[Selected text]

- - -

This would be Jesse's 23rd birthday. I toyed with the idea of baking a cake, but what? Jesse's been so detached since he came back last May, that I have no idea what kind of cake he wanted. Maybe the one my dad liked (they were both born under the same astrological sign, shared the intelligence, cynical optimism, and cussed stubbornness. Different senses of humor. They both died young. They both died in front of me: dad with me pounding on his heart and blowing breath into him, Jesse with me holding his foot from the other side of the hospital curtain while the staff pulled his respirator tube. Jesse's heart kept beating, though he never took a breath. No death rattle. Dad's face turned grey every time I stopped one part of CPR to start another.
I'd rather think about Jesse's birth: at this point I'd been in labor for 31 hours. We had him at home, with no painkillers. I remember laying in bed between contractions, looking at the baby on a box of diapers nearby and thinking, I can endure this for you. And I did. But now? This?
I tell myself that it isn't really unfair. It's the human condition, and everyone goes through these horrible things in one form or another. In the living room that used to be part of Jesse's apartment in our loft, I stand in front of the urn and photos of him, and I ask him (I know, crazy. I'm crazy) do you like the new rug? And in my head he says, mock disdainfully, "It has a lot of big leaves." And I say, isn't there anything you like? And he says, "Jack Bauer," and laughs a little.
And then I remember, he always liked Phish Food ice cream.
If you'd like some, come by the loft tonight. There's beer and soft drinks too.

- - -

[Task list]
• 1. In the birthday post, what kind of ice cream did Jesse always like?
• 2. Transcribe the birthday post from "I tell myself" to "Food ice cream.".

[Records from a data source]
- - -

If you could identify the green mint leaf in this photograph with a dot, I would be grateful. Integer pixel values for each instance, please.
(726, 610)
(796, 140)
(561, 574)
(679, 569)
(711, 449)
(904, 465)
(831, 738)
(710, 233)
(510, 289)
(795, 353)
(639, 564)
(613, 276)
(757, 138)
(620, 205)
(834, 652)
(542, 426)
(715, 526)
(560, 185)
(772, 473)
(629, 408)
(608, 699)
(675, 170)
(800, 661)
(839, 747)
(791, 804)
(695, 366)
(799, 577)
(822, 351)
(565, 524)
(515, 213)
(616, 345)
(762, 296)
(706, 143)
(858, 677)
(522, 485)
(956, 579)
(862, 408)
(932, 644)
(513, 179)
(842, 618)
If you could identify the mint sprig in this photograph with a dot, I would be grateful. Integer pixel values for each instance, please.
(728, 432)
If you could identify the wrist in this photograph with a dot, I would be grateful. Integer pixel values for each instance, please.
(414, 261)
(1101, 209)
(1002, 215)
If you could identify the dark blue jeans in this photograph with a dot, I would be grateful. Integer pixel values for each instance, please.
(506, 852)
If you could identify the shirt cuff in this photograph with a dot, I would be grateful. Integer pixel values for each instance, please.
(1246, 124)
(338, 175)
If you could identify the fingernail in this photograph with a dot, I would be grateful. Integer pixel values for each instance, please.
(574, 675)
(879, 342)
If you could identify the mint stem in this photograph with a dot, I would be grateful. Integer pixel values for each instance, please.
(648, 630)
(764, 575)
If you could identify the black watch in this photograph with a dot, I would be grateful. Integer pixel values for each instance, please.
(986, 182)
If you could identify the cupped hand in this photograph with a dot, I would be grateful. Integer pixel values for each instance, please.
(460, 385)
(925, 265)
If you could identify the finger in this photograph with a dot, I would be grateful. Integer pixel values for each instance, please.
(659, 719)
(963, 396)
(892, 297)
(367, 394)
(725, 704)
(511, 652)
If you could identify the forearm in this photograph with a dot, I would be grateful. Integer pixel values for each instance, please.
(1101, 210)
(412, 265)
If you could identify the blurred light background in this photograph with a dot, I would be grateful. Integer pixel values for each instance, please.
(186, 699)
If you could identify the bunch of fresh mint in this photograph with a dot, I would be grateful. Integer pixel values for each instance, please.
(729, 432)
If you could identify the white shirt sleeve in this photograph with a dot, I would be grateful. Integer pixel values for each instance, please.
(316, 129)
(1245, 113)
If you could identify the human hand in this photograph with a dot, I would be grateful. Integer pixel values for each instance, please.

- - -

[Solutions to the problems]
• 1. Phish Food ice cream.

• 2.
I tell myself that it isn't really unfair. It's the human condition, and everyone goes through these horrible things in one form or another. In the living room that used to be part of Jesse's apartment in our loft, I stand in front of the urn and photos of him, and I ask him (I know, crazy. I'm crazy) do you like the new rug? And in my head he says, mock disdainfully, "It has a lot of big leaves." And I say, isn't there anything you like? And he says, "Jack Bauer," and laughs a little.
And then I remember, he always liked Phish Food ice cream.